Exercise goal :: An exact copy of the lines from the top of the data through the line with "- **Input query:** blue collar trim" is what you should give, with no pictures in it.

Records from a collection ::
++++++++++

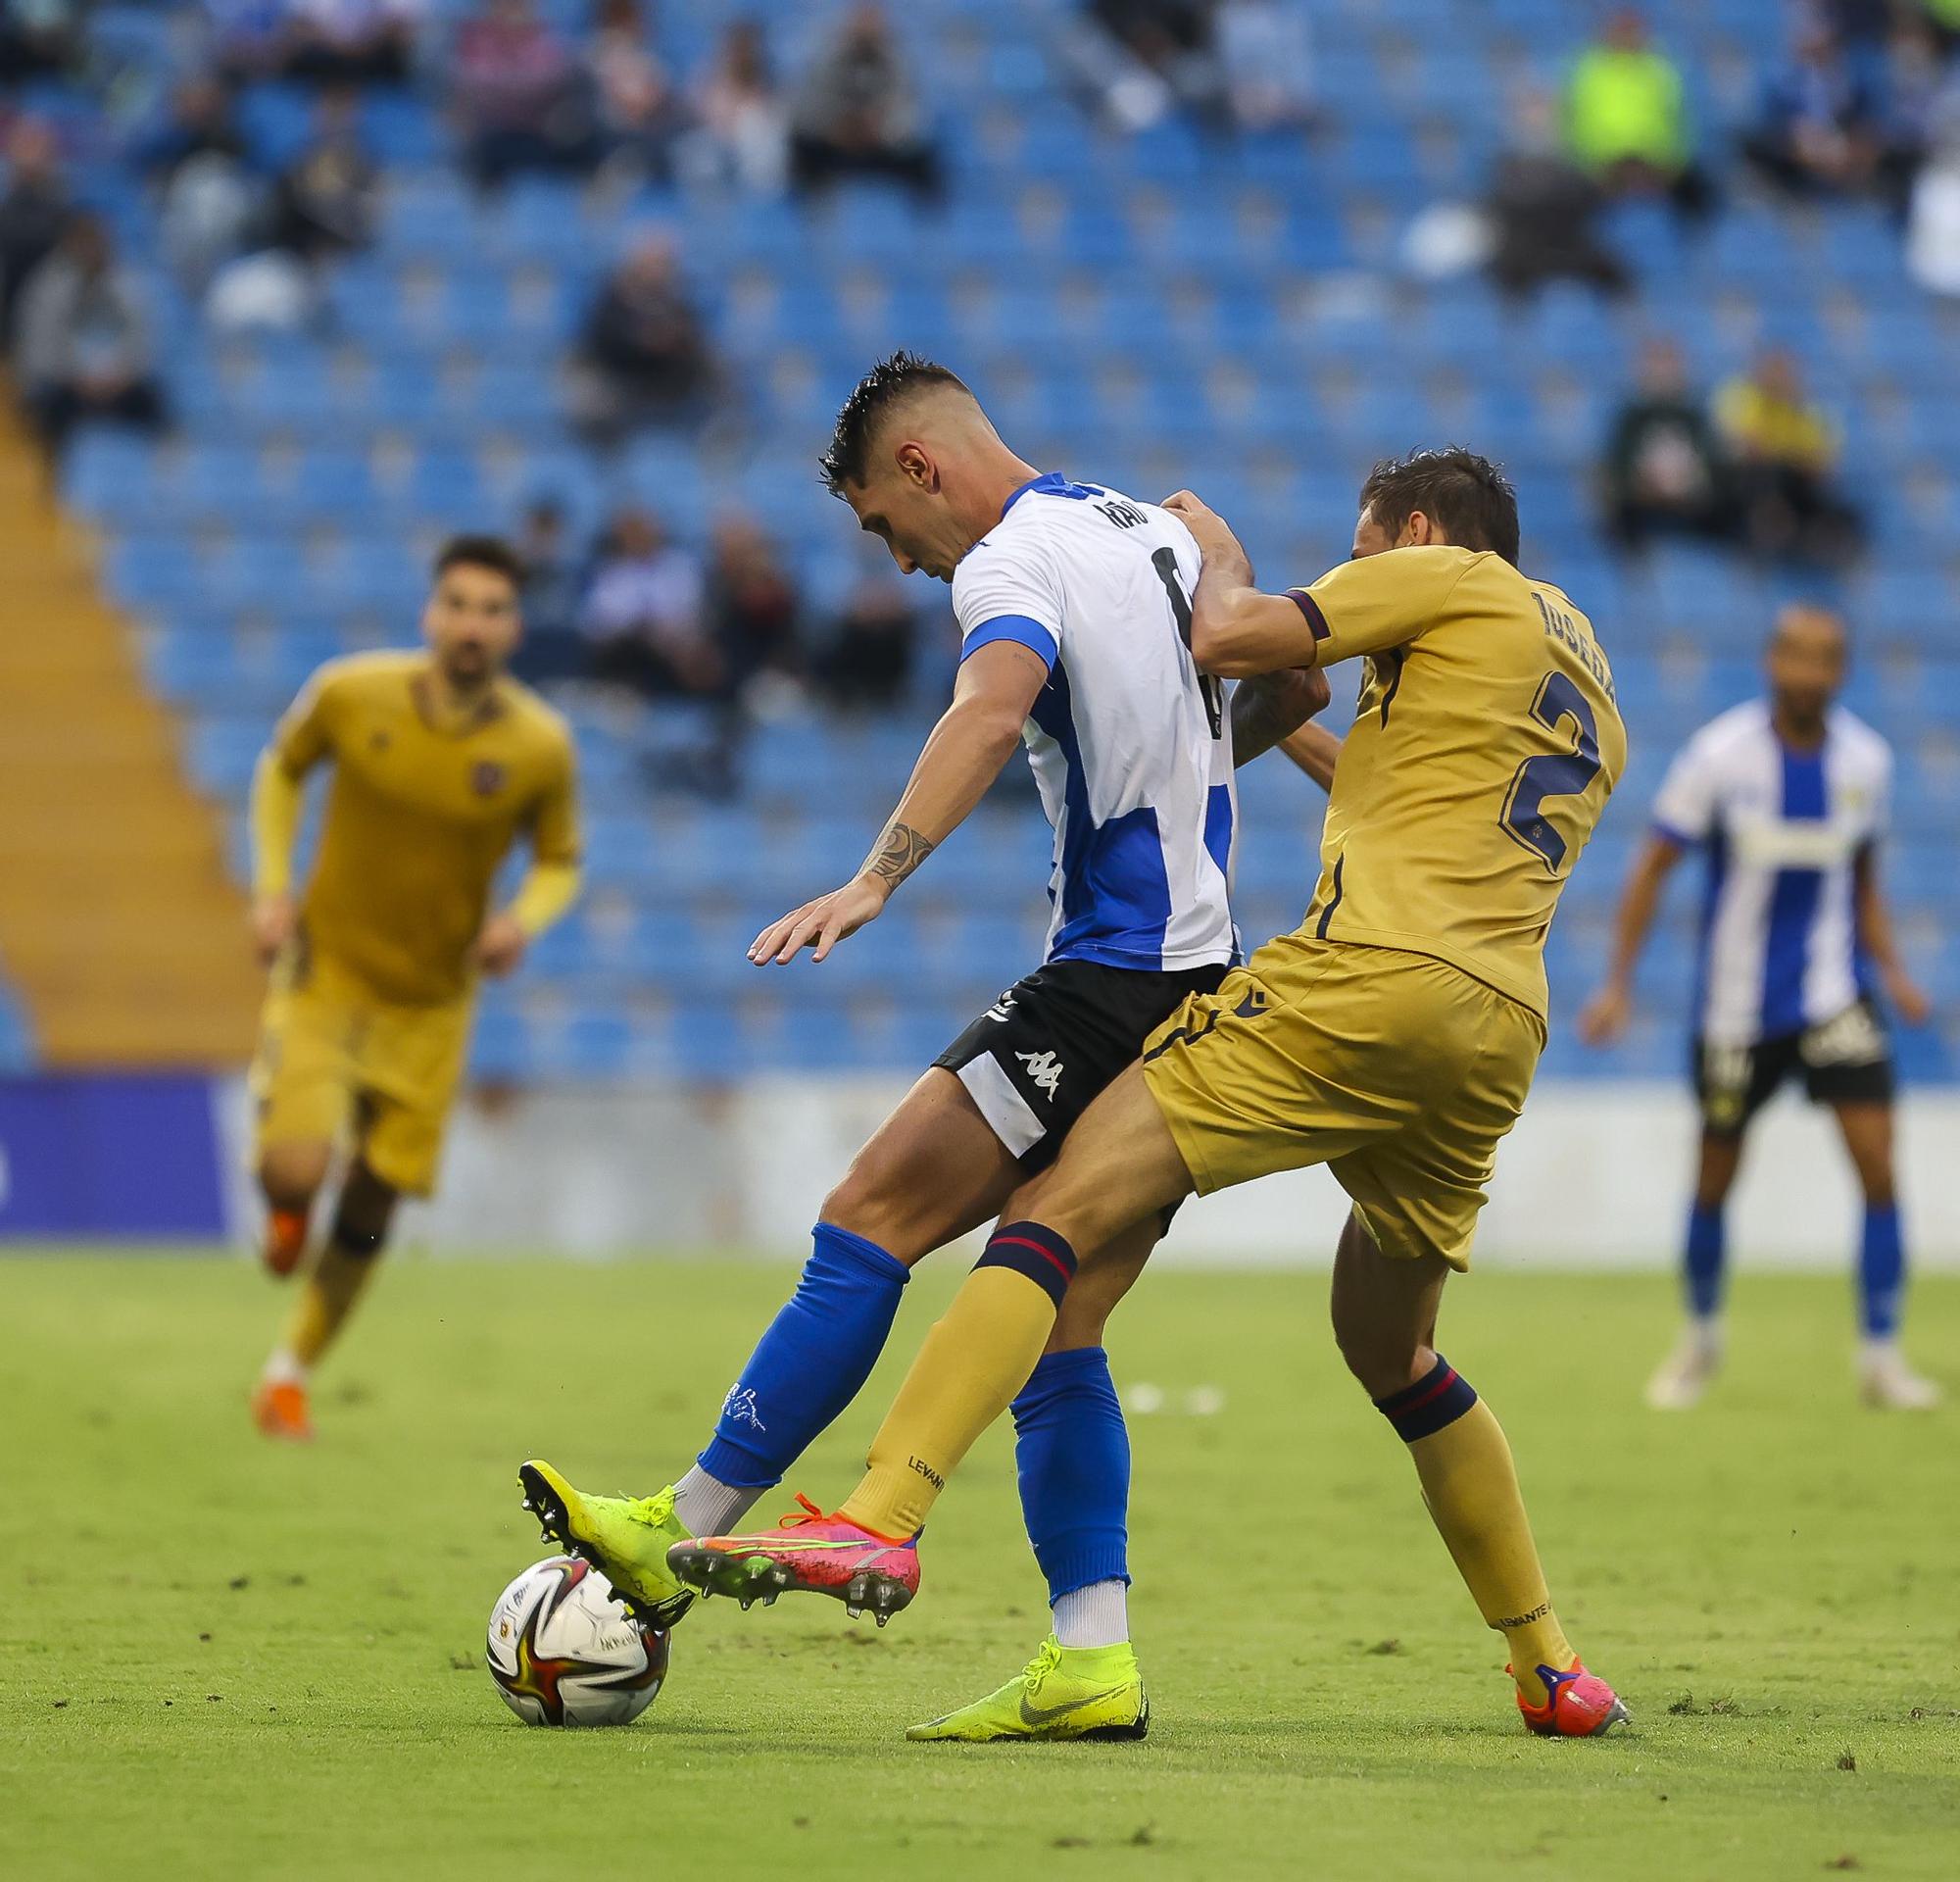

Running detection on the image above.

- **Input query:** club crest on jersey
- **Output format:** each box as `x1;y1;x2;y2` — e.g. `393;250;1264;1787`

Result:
471;761;508;797
985;991;1018;1023
1015;1049;1064;1099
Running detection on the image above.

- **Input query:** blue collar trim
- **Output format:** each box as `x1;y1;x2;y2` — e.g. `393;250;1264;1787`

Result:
1003;470;1102;516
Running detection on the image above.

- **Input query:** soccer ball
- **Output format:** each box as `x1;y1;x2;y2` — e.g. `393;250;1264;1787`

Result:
485;1556;670;1727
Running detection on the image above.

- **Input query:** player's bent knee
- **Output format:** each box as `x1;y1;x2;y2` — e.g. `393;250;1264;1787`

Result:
259;1142;331;1213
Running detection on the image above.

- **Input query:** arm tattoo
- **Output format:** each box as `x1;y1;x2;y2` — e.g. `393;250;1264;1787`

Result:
1229;675;1292;767
859;819;937;890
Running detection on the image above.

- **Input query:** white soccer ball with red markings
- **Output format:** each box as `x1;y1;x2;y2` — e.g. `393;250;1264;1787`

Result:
485;1556;669;1726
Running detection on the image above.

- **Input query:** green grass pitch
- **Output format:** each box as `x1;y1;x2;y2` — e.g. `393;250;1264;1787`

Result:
2;1254;1956;1881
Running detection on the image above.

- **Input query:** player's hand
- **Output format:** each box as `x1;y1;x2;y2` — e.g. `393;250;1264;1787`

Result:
1160;489;1240;558
250;892;297;966
1275;663;1332;725
472;913;529;978
749;875;888;966
1886;966;1934;1028
1576;982;1631;1048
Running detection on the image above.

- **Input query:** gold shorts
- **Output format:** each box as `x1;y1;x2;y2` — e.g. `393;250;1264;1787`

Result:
1141;936;1545;1271
249;953;473;1197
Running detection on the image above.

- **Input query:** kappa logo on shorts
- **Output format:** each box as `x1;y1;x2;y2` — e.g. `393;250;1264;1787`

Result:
719;1384;766;1432
1233;987;1269;1019
1015;1049;1065;1099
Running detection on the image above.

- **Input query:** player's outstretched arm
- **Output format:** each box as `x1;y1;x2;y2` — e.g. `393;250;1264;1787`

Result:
750;640;1050;966
1229;669;1332;768
1577;832;1685;1046
1162;489;1325;678
1854;847;1933;1026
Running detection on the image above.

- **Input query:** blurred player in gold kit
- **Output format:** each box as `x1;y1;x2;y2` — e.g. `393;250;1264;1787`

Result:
246;537;581;1440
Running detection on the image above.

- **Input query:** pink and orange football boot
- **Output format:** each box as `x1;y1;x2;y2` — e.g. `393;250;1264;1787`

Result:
1512;1660;1631;1736
251;1377;314;1442
261;1207;309;1279
666;1494;920;1625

++++++++++

Response to this task ::
Running detection on the image above.

- **Input query:** club crest on jersey
- **Output format:** each box as `x1;y1;x2;y2` — e.g. `393;250;1264;1787`

Result:
471;761;508;797
985;991;1018;1023
1015;1049;1064;1099
Running detection on the image above.

- **Input query:** blue collar trim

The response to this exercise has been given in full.